BRIEF
Transcribe exactly the lines from the one containing "query | green vegetation on hillside" through the end of the data, both included. Leave out pictures.

SUPPLIED MATERIAL
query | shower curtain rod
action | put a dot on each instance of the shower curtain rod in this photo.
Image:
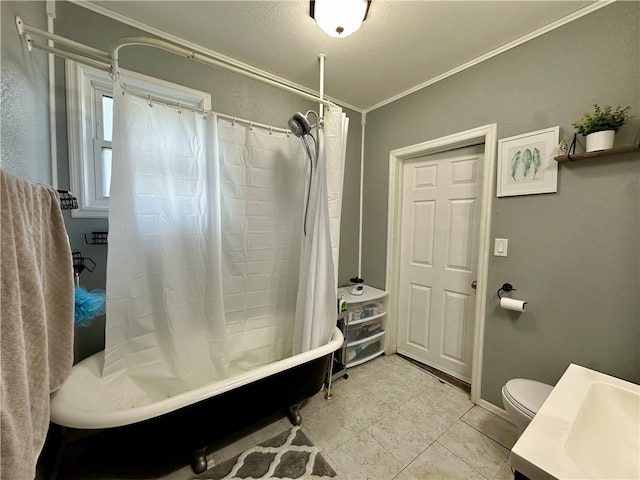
(182, 106)
(110, 61)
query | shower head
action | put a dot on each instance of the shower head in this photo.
(299, 125)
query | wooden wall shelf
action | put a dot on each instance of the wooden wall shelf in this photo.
(601, 153)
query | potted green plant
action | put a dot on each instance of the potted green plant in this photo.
(601, 126)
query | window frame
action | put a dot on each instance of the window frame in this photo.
(85, 87)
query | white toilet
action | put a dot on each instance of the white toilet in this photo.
(522, 399)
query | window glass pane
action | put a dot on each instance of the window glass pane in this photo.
(106, 171)
(107, 117)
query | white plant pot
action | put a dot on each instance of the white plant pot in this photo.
(600, 140)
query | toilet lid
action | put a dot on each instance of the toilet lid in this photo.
(527, 394)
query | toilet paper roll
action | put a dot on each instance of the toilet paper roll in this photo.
(513, 304)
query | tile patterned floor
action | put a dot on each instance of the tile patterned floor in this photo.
(388, 420)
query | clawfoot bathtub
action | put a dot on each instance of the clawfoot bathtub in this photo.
(192, 420)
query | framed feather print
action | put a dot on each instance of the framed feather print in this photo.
(526, 165)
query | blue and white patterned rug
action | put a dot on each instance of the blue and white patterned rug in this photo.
(289, 455)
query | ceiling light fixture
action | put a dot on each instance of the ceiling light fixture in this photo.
(339, 18)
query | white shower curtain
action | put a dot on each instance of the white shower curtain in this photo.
(263, 188)
(317, 302)
(206, 268)
(165, 330)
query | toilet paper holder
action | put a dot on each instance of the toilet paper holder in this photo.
(507, 287)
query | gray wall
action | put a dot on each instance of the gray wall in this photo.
(574, 255)
(24, 116)
(231, 94)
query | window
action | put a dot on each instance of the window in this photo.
(90, 128)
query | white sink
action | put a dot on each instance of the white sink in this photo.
(589, 427)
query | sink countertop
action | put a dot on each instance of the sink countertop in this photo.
(558, 443)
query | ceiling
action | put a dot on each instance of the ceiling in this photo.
(401, 46)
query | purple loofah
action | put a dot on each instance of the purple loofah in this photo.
(89, 305)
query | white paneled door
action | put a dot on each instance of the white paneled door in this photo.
(439, 241)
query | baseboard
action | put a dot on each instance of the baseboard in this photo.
(502, 413)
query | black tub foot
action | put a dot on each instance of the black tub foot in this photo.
(199, 462)
(294, 414)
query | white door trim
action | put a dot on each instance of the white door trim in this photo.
(486, 134)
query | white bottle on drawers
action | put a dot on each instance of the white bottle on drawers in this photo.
(364, 325)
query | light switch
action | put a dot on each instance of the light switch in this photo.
(500, 247)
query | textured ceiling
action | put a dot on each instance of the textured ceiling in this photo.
(401, 44)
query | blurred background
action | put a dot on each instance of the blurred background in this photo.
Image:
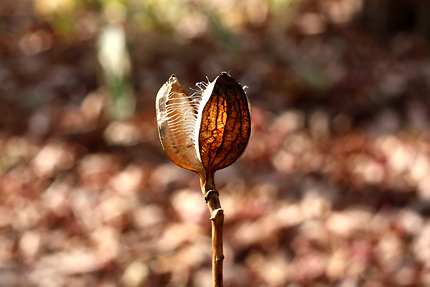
(333, 189)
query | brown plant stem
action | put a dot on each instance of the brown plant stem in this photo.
(217, 219)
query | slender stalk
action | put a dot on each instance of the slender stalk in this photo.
(217, 221)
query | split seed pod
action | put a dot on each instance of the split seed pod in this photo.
(206, 131)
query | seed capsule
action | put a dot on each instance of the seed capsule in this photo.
(204, 132)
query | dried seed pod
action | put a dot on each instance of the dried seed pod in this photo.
(204, 132)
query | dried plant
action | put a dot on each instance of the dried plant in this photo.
(204, 132)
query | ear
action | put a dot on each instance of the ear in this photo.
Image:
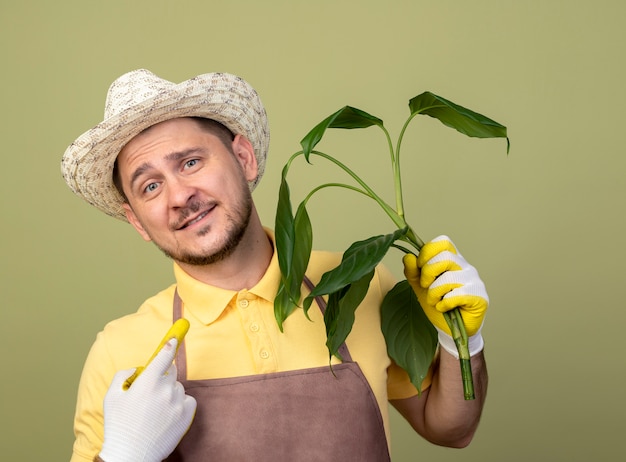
(244, 153)
(133, 220)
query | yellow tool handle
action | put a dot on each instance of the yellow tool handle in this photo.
(178, 331)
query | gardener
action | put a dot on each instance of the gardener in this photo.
(179, 162)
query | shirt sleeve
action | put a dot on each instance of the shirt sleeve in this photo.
(97, 374)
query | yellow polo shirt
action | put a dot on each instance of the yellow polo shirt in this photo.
(235, 334)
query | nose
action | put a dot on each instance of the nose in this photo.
(180, 192)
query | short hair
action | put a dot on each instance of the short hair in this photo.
(209, 125)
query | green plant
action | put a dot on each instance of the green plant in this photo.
(411, 339)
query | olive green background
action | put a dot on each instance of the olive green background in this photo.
(544, 225)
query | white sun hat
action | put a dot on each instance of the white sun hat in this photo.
(140, 99)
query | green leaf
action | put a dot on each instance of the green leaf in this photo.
(339, 314)
(285, 235)
(464, 120)
(346, 117)
(294, 241)
(411, 338)
(284, 227)
(360, 258)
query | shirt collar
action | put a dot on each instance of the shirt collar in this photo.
(207, 302)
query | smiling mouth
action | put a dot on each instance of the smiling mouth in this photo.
(195, 220)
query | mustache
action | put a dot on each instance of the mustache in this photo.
(189, 210)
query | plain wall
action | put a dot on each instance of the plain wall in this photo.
(544, 225)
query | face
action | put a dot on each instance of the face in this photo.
(187, 191)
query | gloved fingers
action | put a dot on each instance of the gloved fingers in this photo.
(465, 282)
(438, 265)
(473, 309)
(439, 244)
(120, 377)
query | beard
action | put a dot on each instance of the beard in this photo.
(237, 222)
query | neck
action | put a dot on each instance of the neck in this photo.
(244, 268)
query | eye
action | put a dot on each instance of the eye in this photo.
(151, 187)
(191, 163)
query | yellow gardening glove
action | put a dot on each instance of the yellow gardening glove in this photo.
(442, 280)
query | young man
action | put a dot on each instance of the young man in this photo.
(179, 162)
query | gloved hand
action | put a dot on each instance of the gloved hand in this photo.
(442, 280)
(146, 422)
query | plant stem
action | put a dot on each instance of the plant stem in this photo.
(459, 334)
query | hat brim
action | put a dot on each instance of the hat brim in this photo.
(88, 162)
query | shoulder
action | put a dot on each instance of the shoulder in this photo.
(128, 341)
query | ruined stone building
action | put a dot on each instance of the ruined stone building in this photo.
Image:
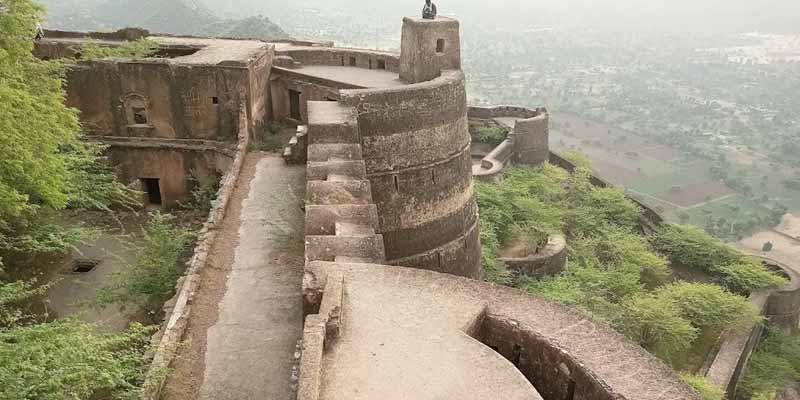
(392, 302)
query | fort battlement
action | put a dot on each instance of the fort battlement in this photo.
(392, 300)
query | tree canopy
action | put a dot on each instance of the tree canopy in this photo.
(44, 163)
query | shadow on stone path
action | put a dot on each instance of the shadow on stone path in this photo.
(247, 316)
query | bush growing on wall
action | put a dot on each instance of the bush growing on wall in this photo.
(691, 247)
(772, 367)
(141, 48)
(159, 263)
(707, 391)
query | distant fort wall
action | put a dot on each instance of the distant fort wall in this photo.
(780, 307)
(416, 147)
(528, 143)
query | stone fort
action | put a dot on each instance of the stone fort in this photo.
(387, 302)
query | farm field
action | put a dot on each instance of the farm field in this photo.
(663, 177)
(785, 250)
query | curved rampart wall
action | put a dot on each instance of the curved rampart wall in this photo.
(416, 146)
(550, 261)
(502, 112)
(527, 144)
(493, 164)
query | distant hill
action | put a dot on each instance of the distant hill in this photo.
(179, 17)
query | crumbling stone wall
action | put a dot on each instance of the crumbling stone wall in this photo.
(416, 147)
(170, 121)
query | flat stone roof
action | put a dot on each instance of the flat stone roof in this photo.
(215, 51)
(363, 77)
(404, 335)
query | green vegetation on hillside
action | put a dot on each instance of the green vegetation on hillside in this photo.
(44, 164)
(774, 366)
(615, 273)
(45, 167)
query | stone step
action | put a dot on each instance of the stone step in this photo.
(320, 171)
(352, 260)
(348, 229)
(327, 248)
(321, 220)
(338, 192)
(332, 122)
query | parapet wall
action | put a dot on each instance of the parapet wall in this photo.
(549, 261)
(177, 310)
(336, 56)
(416, 147)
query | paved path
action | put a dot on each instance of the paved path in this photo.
(246, 350)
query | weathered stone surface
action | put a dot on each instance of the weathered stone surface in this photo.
(459, 338)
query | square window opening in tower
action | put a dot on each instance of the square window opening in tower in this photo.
(152, 189)
(294, 105)
(440, 46)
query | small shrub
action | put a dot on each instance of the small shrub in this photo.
(658, 326)
(490, 135)
(700, 384)
(692, 247)
(709, 308)
(748, 276)
(204, 191)
(68, 359)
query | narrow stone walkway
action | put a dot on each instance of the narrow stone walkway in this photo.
(247, 317)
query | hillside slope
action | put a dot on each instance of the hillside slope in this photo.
(180, 17)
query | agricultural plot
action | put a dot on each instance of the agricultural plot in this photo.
(681, 188)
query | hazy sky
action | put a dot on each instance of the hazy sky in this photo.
(692, 15)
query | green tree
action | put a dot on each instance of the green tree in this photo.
(44, 165)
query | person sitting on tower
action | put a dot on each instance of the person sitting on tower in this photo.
(429, 11)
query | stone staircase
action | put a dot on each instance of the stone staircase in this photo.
(297, 150)
(341, 217)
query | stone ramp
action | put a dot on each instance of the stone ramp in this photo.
(243, 331)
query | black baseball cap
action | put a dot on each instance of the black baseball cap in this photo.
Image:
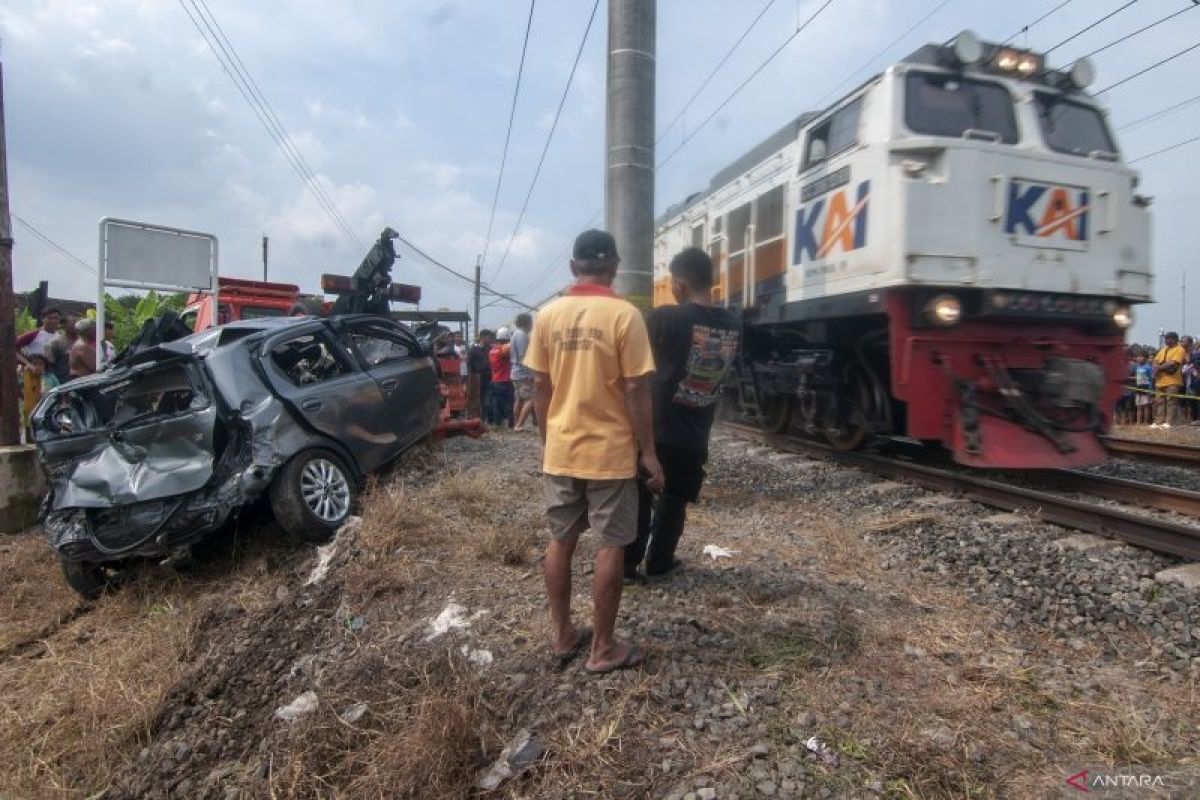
(594, 246)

ANSWER
query | green vegetation on hillside
action | put a dot on each instance of the green vegetation on hillside in this photo.
(44, 164)
(774, 366)
(615, 273)
(45, 167)
query | stone step
action | put a dot on each instance of the stone step in this photo.
(320, 171)
(352, 260)
(348, 229)
(327, 248)
(321, 220)
(338, 192)
(332, 122)
query | parapet wall
action | put a dot on each instance of the parapet wall in this photo.
(549, 261)
(177, 310)
(336, 56)
(416, 147)
query | paved path
action | put a dot on each instance of the paved path in this photo.
(246, 350)
query | weathered stone surface
action | put a dot on each instance of the weathered stone surface in this photo.
(459, 338)
query | square window opening in tower
action | put a dot on each instance of the square window opening in tower in this photo.
(152, 189)
(294, 105)
(440, 46)
query | small shrub
action | put a dot on each instance of the small shrub in this photo.
(658, 326)
(490, 135)
(700, 384)
(692, 247)
(709, 308)
(748, 276)
(204, 191)
(68, 359)
query | narrow stone walkway
action | put a dot on each instance of the narrow stone walkway in this photo.
(247, 317)
query | hillside slope
action | put a dot on each instance of the hillside slope in this photo.
(180, 17)
query | agricultural plot
action | put a dot on each instance of the agricultural plot in this photo.
(681, 188)
query | hazy sky
action | put a dot on each instance of the hazy sky in this photo.
(692, 15)
query | green tree
action | put a dot on each instance of the green tree in this photo.
(44, 165)
query | person sitting on tower
action | put a dot on each instance of the person sitting on tower in this photo.
(429, 11)
query | stone staircase
action | put a dot on each instance of the stone staircase in this photo.
(297, 150)
(341, 217)
query | stone ramp
action | put a dot on each instance of the stone ramp in this photo.
(243, 331)
query | black baseball cap
action | put a dot on each instance of the black baseball cap in this photo.
Image:
(594, 246)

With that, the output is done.